Tarefas a realizar:
**A)** Responda, com base na reportagem sobre o Projeto Rondon, às perguntas abaixo:
(i) Qual é o nome da operação da qual os rondonistas da UFRGS participaram?
(ii) A quem é atribuído o crédito da foto?
(iii) Que curso Mariana Freitas faz na UFRGS?
**B)** Resuma a reportagem sobre o Projeto Rondon em duas frases.
**C)** Prossiga a reportagem sobre o Projeto Rondon no interior de Sergipe a partir da última frase apresentada.

Página:
====================

Projeto Rondon ajuda a promover a cidadania no interior do Sergipe

Publicado originalmente em Jornal da UFRGS por Pedro Henrique Tubiana Pereira. Para acessar, clique aqui.

Extensão | Rondonistas da UFRGS narram experiências e histórias da participação na Operação Mangabeiras, em São Francisco (SE)

*Foto: A estudante de Nutrição Raquel Wainstein lê um livro para crianças em uma roda (Crédito: Luciana Pinheiro)

Durante duas semanas de calor intenso e muito trabalho, Mariana Freitas, estudante de Enfermagem na UFRGS, percebeu que, em uma cidade com uma expressiva população negra, muitas pessoas tinham dificuldades de se identificar dessa forma.

====================

Dados fornecidos:
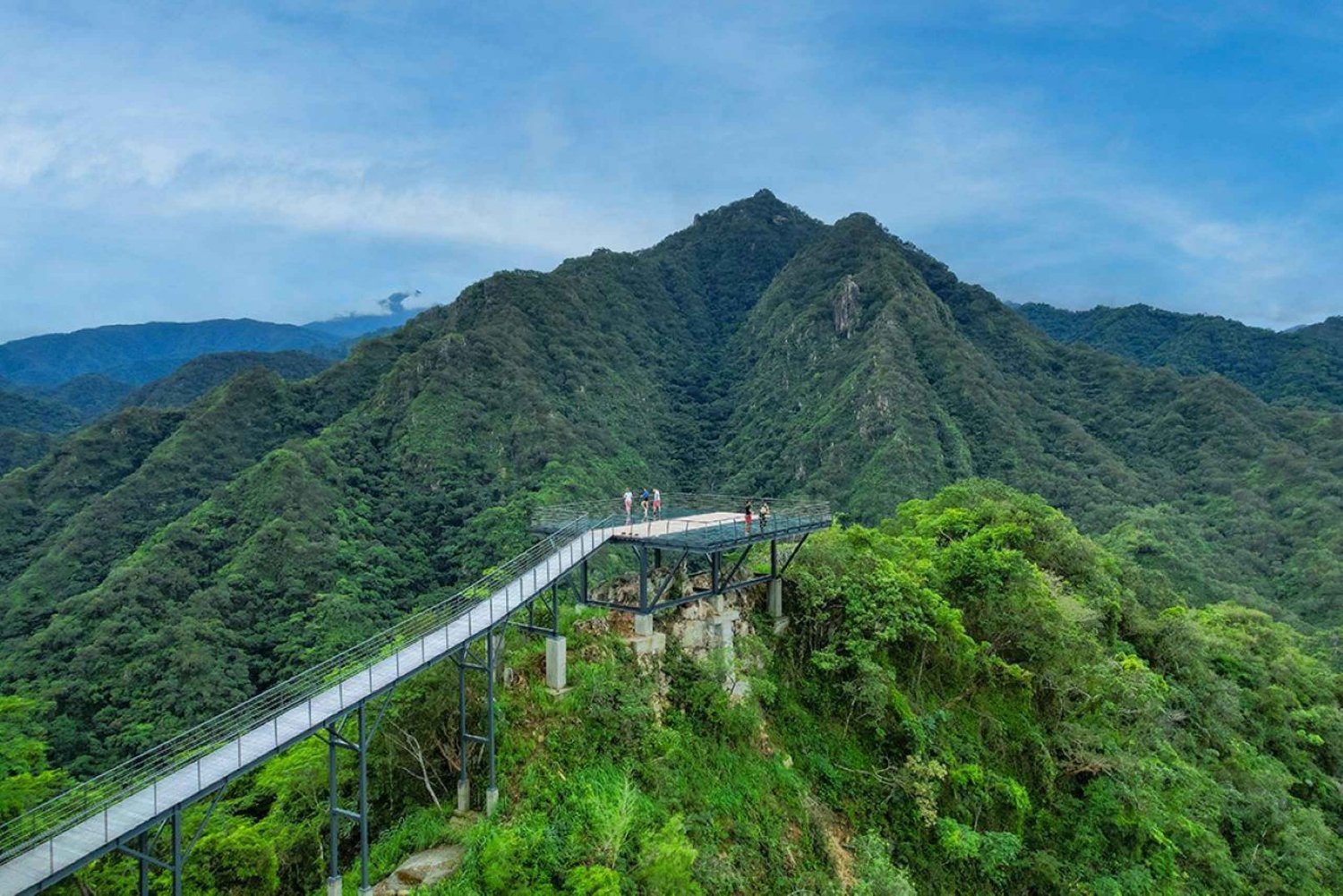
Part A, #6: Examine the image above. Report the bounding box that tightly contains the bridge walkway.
[0,510,829,896]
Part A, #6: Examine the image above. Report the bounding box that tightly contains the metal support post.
[359,703,372,896]
[172,806,183,896]
[485,636,500,815]
[638,544,649,612]
[136,834,150,896]
[327,724,340,893]
[766,539,783,619]
[457,646,472,811]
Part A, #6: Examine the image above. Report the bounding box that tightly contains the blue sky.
[0,0,1343,340]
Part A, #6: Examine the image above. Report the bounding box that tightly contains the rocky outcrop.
[373,843,466,896]
[834,274,862,338]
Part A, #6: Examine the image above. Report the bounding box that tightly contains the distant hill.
[0,351,332,475]
[125,352,332,407]
[1013,303,1343,410]
[304,308,424,340]
[30,373,134,421]
[0,426,56,475]
[304,289,429,340]
[0,392,83,432]
[0,319,344,387]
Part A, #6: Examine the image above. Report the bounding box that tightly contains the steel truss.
[582,532,810,615]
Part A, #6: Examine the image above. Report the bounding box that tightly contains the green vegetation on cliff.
[0,192,1343,773]
[0,481,1343,896]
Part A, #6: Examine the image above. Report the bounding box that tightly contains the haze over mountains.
[1017,303,1343,411]
[0,191,1343,768]
[0,306,419,473]
[0,191,1343,894]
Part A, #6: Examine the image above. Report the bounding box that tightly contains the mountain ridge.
[0,192,1343,768]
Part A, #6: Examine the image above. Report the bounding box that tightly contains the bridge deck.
[0,512,821,896]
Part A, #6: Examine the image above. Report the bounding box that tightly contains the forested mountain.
[0,191,1343,892]
[125,352,332,407]
[0,319,343,387]
[1017,303,1343,411]
[0,352,332,474]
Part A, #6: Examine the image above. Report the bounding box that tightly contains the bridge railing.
[0,515,594,864]
[531,491,830,532]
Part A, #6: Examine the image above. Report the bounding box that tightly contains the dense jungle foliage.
[0,481,1343,896]
[1017,303,1343,411]
[0,191,1343,893]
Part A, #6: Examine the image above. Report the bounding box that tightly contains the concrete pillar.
[545,634,569,690]
[709,610,741,662]
[457,778,472,813]
[719,619,733,658]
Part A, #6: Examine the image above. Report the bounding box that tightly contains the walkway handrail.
[531,491,830,532]
[0,515,606,864]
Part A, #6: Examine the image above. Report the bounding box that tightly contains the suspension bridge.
[0,494,832,896]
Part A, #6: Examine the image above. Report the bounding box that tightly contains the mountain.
[0,391,82,432]
[1015,303,1343,411]
[36,373,132,423]
[0,191,1343,892]
[125,351,332,407]
[0,192,1343,770]
[0,351,332,474]
[304,309,424,341]
[0,319,341,387]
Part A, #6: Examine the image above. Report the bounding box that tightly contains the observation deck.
[0,493,830,896]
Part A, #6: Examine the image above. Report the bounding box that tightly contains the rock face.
[834,274,861,338]
[373,843,466,896]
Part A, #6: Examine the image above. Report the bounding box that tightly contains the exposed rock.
[373,843,466,896]
[834,274,862,338]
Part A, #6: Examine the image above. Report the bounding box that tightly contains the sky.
[0,0,1343,340]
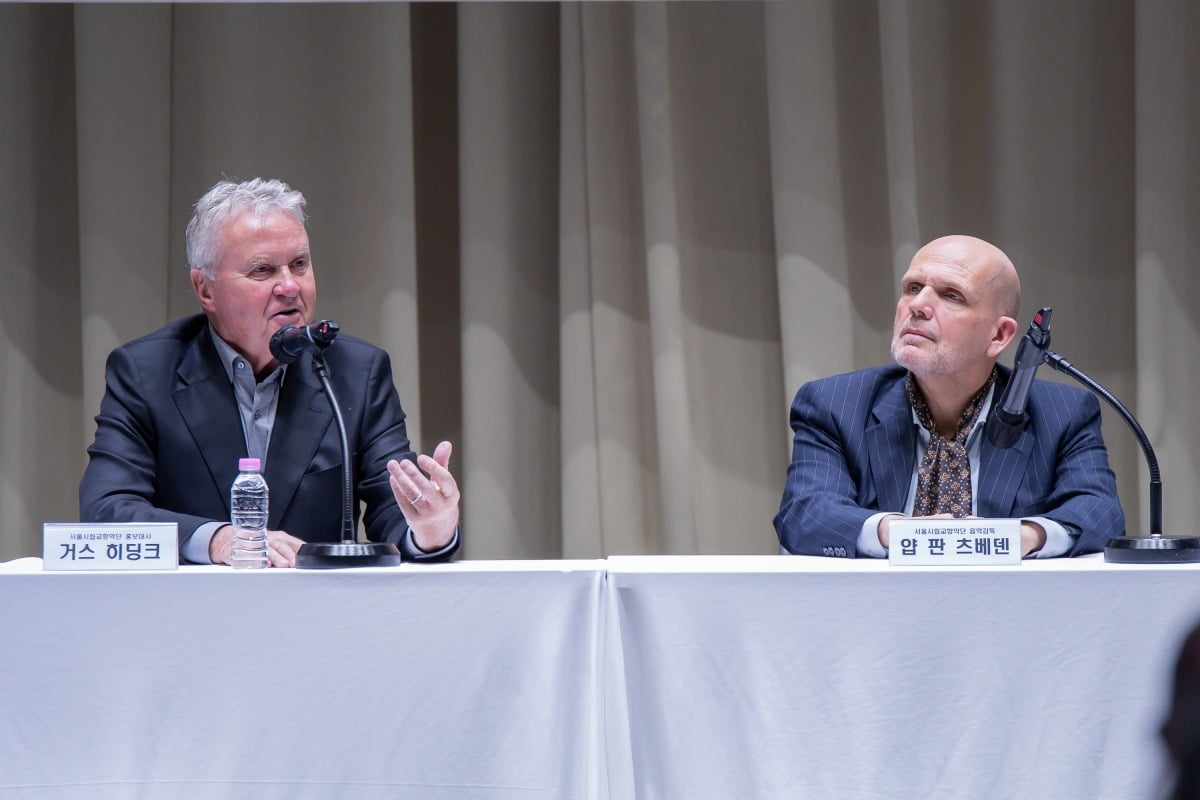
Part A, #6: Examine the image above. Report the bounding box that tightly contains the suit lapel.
[264,355,341,524]
[976,427,1033,518]
[866,375,917,510]
[174,326,246,507]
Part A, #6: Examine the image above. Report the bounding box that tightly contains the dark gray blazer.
[79,314,452,560]
[775,365,1124,558]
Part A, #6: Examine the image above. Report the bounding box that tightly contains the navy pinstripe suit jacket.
[775,365,1124,558]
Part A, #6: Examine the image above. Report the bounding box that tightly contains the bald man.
[775,235,1124,558]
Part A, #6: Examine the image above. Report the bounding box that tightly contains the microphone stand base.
[296,542,403,570]
[1104,535,1200,564]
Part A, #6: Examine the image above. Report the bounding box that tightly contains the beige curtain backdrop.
[0,0,1200,560]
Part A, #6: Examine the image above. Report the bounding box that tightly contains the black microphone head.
[269,325,304,363]
[308,319,342,350]
[269,319,341,363]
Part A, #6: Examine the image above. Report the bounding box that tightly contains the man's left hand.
[388,441,460,553]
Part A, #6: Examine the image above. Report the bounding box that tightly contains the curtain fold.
[0,0,1200,559]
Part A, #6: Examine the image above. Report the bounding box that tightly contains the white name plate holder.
[42,522,179,571]
[888,519,1021,566]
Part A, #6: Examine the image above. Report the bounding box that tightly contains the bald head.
[912,234,1021,320]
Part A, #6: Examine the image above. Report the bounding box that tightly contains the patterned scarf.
[905,368,996,518]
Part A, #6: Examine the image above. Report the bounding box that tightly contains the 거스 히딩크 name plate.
[888,519,1021,566]
[42,522,179,571]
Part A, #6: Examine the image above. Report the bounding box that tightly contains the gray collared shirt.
[209,325,288,471]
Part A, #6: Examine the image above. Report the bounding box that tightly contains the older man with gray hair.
[79,179,460,566]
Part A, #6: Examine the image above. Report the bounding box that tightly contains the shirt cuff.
[400,525,462,561]
[854,511,895,559]
[1022,517,1079,559]
[179,522,229,564]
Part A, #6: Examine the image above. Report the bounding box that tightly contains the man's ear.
[191,269,216,313]
[988,317,1016,359]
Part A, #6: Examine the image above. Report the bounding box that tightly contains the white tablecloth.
[0,557,1200,800]
[0,561,604,800]
[607,557,1200,800]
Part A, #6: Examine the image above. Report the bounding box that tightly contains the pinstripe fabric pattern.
[775,365,1124,558]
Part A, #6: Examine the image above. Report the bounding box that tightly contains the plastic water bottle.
[229,458,269,570]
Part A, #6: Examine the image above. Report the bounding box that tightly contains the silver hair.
[184,178,308,277]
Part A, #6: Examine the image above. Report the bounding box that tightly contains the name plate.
[888,519,1021,566]
[42,522,179,571]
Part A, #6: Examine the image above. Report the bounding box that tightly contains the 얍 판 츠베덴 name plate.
[42,522,179,571]
[888,519,1021,566]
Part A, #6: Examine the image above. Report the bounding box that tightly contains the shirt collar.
[209,323,288,384]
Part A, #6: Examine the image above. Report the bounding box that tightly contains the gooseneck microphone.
[270,319,341,363]
[1042,331,1200,564]
[985,306,1051,450]
[270,319,402,570]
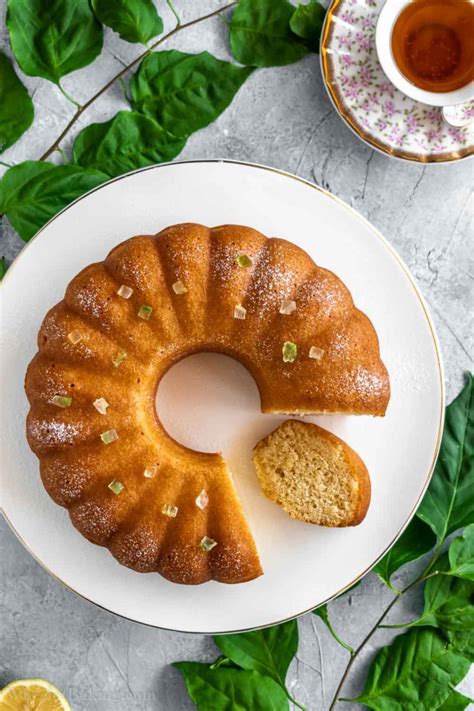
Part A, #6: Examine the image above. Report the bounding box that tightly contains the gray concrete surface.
[0,0,474,711]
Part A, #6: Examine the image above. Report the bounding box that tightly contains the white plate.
[0,161,444,633]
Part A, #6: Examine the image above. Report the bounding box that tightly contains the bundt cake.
[25,224,390,584]
[253,420,370,527]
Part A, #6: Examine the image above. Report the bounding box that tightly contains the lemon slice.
[0,679,72,711]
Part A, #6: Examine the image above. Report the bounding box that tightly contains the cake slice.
[253,420,370,527]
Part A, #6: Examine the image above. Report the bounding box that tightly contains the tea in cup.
[375,0,474,106]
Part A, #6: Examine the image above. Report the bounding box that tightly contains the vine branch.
[328,549,439,711]
[39,1,237,160]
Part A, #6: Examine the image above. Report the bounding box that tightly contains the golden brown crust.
[25,224,389,584]
[253,420,371,527]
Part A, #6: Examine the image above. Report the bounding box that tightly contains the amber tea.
[392,0,474,92]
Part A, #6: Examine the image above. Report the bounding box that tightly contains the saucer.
[321,0,474,163]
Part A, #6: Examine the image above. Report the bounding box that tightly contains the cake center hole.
[156,353,260,455]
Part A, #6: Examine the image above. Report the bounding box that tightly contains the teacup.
[375,0,474,107]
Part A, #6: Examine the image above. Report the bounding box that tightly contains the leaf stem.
[328,576,423,711]
[166,0,181,27]
[283,686,307,711]
[325,617,354,656]
[39,2,237,160]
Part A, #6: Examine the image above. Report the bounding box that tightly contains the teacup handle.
[440,101,474,128]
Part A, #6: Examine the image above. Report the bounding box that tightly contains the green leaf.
[0,52,34,153]
[411,554,474,630]
[72,111,186,176]
[130,49,253,138]
[214,620,298,686]
[7,0,103,84]
[313,605,354,654]
[230,0,308,67]
[449,524,474,582]
[0,257,8,281]
[374,516,436,589]
[290,0,326,52]
[174,662,288,711]
[446,630,474,662]
[417,373,474,546]
[92,0,163,45]
[0,160,108,240]
[351,629,470,711]
[438,691,472,711]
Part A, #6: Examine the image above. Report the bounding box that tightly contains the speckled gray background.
[0,0,474,711]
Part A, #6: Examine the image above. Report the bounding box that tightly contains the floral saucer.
[321,0,474,163]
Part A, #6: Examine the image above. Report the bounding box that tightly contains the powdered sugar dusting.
[29,419,84,447]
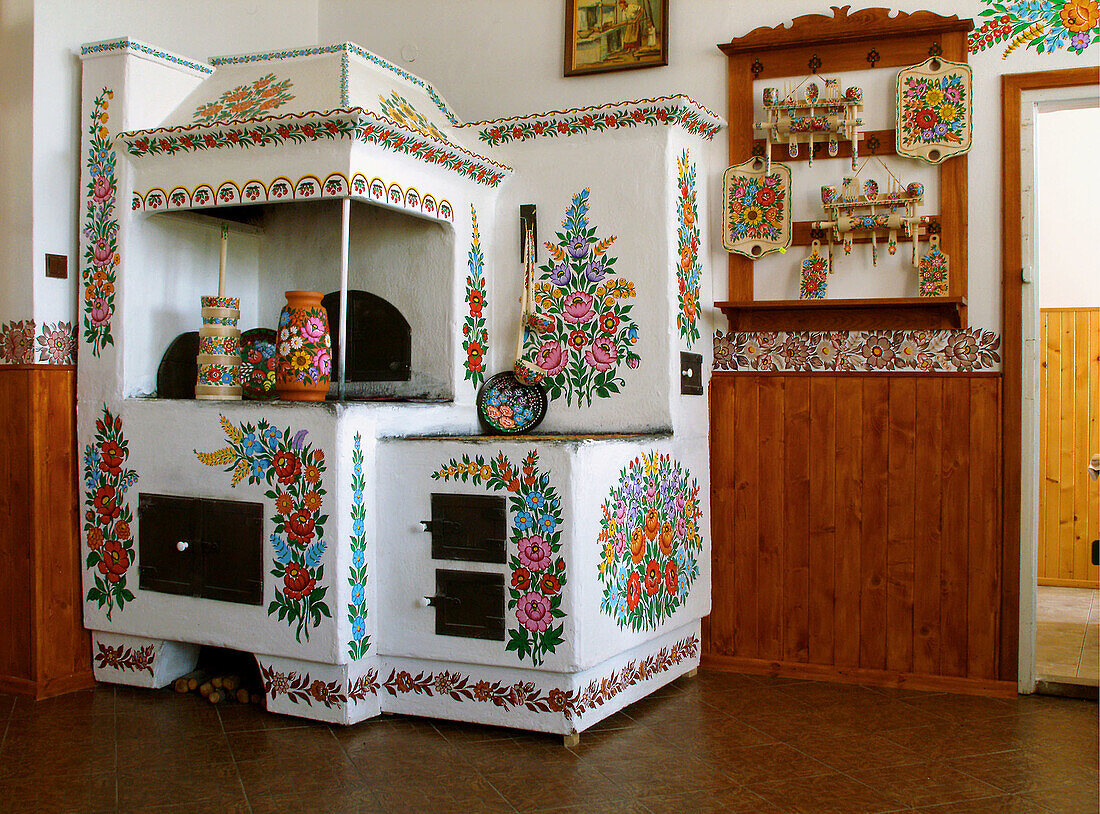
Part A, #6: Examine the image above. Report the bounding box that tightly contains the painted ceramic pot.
[195,297,241,400]
[275,292,332,402]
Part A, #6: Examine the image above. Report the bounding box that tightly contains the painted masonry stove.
[78,40,722,736]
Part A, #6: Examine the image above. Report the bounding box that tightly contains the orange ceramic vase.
[275,292,332,402]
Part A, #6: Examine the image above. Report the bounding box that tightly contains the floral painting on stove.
[84,405,138,620]
[431,450,565,667]
[525,189,641,407]
[195,416,332,641]
[598,450,703,630]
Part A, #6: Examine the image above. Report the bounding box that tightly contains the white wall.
[29,0,318,330]
[319,0,1100,331]
[1035,107,1100,308]
[8,0,1100,330]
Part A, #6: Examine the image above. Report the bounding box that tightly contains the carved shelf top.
[718,6,974,56]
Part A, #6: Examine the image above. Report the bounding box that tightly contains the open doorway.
[1001,68,1100,697]
[1025,101,1100,686]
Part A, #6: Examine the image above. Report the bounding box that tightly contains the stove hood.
[105,41,513,222]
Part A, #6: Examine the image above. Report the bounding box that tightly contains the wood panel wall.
[1038,308,1100,589]
[704,373,1018,694]
[0,365,92,699]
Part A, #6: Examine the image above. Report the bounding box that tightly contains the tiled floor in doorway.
[1035,585,1100,685]
[0,671,1098,814]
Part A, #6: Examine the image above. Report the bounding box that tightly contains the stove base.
[92,620,700,737]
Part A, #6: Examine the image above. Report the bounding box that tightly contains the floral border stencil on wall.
[598,450,703,630]
[191,74,295,124]
[84,405,138,619]
[348,432,371,660]
[677,150,703,348]
[94,641,156,675]
[525,189,641,407]
[462,206,488,389]
[967,0,1100,58]
[714,328,1001,373]
[378,90,451,144]
[195,416,332,641]
[0,319,76,364]
[80,88,121,358]
[431,450,565,667]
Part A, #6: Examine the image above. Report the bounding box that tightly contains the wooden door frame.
[1000,67,1100,680]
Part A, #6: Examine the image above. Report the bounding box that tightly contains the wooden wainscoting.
[704,373,1018,694]
[1038,308,1100,589]
[0,365,92,699]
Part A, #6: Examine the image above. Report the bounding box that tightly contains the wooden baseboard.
[1037,579,1100,591]
[35,670,96,701]
[0,675,37,699]
[700,653,1016,699]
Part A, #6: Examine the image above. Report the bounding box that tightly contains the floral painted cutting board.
[722,157,791,260]
[894,56,974,164]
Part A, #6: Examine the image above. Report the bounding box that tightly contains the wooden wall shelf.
[714,297,966,331]
[717,6,974,331]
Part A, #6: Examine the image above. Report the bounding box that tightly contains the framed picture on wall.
[565,0,669,76]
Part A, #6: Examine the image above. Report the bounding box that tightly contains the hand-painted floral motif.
[260,634,699,719]
[95,641,156,675]
[378,90,451,144]
[0,319,76,364]
[898,72,970,147]
[382,634,699,718]
[714,328,1001,372]
[967,0,1100,58]
[677,150,703,348]
[462,206,488,389]
[525,189,641,407]
[462,97,722,147]
[34,322,76,364]
[84,406,138,619]
[431,450,565,667]
[191,74,294,124]
[799,247,828,299]
[348,432,371,660]
[80,88,121,358]
[916,234,950,297]
[598,451,703,630]
[195,416,332,641]
[726,172,788,243]
[125,108,512,187]
[0,319,34,364]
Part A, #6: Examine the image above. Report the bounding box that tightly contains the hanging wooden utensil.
[477,224,553,436]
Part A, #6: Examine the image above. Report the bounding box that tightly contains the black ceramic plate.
[477,371,547,436]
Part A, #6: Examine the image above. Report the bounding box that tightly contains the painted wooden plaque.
[799,240,829,299]
[916,234,949,297]
[722,157,791,260]
[894,56,974,164]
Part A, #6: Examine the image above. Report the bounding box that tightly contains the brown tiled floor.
[0,672,1098,814]
[1035,585,1100,686]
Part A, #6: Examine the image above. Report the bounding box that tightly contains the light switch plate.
[680,351,703,396]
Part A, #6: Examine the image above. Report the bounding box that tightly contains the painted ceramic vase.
[275,292,332,402]
[195,297,241,400]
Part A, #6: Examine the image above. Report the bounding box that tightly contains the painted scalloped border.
[130,173,454,223]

====================

Lista de respostas:
**A)**
(i) Operação Mangabeiras.
(ii) A Luciana Pinheiro.
(iii) Enfermagem.

**B)** Rondonistas da UFRGS narram experiências e histórias da participação na Operação Mangabeiras, em São Francisco (SE). Durante duas semanas de calor intenso e muito trabalho, a estudante de Enfermagem Mariana Freitas percebeu que, em uma cidade com uma expressiva população negra, muitas pessoas tinham dificuldades de se identificar dessa forma.

**C)**
A cidade é São Francisco, no interior do Sergipe. Com pouco mais de 3 mil habitantes, o município foi um dos palcos para a “Operação Mangabeiras 2024”, que ocorreu entre 19 de janeiro e 4 de fevereiro, promovida pelo Ministério da Defesa através do Projeto Rondon, que visa à promoção da cidadania. A UFRGS apresentou um plano de intervenção e de oficinas e foi umas das instituições selecionadas para participar.

Todas as atividades são planejadas antes da viagem, a partir de uma intensa pesquisa e investigação sobre os problemas e as necessidades do local. Uma das atividades planejadas foi a oficina de Educação para as relações étnico-raciais, que seria ministrada por Mariana no dia 30 de janeiro, próximo ao fim da operação.

Nos dias anteriores à oficina, a estudante de Enfermagem aplicava, em visitas domiciliares, um questionário aos moradores, e uma das perguntas se referia à autodeclaração étnico-racial. Os residentes, muitas vezes, não sabiam que resposta dar. Mariana falava de si como exemplo: “Eu sou uma mulher negra, meu tom de pele é escuro”. Os habitantes imediatamente replicavam: “Como assim?! Você não é negra, é moreninha, não fala assim de ti”.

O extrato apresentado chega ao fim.